EXERCISE » Set down, word for word, the stretch of lines from the one containing "For every instance of the fire truck" to the end of the records below.

━━━━━━━━━━━━━━━━━━━━━━━━━━━━━━

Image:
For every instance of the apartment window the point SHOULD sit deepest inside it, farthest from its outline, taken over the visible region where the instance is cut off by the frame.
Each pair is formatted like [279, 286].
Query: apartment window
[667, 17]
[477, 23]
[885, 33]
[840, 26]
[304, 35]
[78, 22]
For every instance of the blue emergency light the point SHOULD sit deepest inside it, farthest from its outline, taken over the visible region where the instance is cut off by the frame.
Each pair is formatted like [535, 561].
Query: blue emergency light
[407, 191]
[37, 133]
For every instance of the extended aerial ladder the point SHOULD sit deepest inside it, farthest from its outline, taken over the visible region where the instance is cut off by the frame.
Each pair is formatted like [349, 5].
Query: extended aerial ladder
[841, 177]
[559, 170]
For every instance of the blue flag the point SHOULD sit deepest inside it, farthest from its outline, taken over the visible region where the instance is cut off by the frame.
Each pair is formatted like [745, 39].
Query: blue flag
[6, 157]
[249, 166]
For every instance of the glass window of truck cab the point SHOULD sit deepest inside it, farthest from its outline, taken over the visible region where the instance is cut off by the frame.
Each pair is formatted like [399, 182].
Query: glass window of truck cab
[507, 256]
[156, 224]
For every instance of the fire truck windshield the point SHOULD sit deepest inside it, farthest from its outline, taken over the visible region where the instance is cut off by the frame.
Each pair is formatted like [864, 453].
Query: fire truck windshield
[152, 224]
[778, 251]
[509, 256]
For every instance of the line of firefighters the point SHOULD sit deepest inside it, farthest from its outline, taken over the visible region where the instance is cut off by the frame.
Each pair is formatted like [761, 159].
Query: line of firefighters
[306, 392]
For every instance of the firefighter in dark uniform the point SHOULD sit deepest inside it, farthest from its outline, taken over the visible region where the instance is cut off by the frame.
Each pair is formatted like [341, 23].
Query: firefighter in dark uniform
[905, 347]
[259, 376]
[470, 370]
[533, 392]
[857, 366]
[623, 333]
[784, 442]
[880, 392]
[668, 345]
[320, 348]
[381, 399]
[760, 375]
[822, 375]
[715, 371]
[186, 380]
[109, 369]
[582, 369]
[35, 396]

━━━━━━━━━━━━━━━━━━━━━━━━━━━━━━

COMPLETE ANSWER »
For every instance of the fire truck windshield the point SHOULD sit deepest inside it, farthest from its outline, taken over the visible region where the instance is cut off by the frame.
Each pair is formatted like [864, 453].
Query: fire truck windshield
[152, 224]
[778, 251]
[509, 256]
For every instance of the line of firefighters the point SHOULD sit deepest inside it, farthest from its outline, taken over the visible region where the instance is cut off by the frame.
Each pair is formatted like [761, 159].
Query: line of firefighters
[306, 392]
For every instance of the firefighter in dark uniform the point SHOULD sit deepest inside it, farthest from its outline, taken over the visible region where the instance is cut off by the frame.
Each pair is formatted like [341, 23].
Query: firefighter in dark uniform
[905, 347]
[259, 376]
[470, 370]
[533, 392]
[857, 366]
[623, 333]
[784, 442]
[880, 392]
[668, 345]
[320, 348]
[381, 399]
[760, 375]
[822, 375]
[715, 371]
[186, 380]
[109, 369]
[582, 369]
[35, 396]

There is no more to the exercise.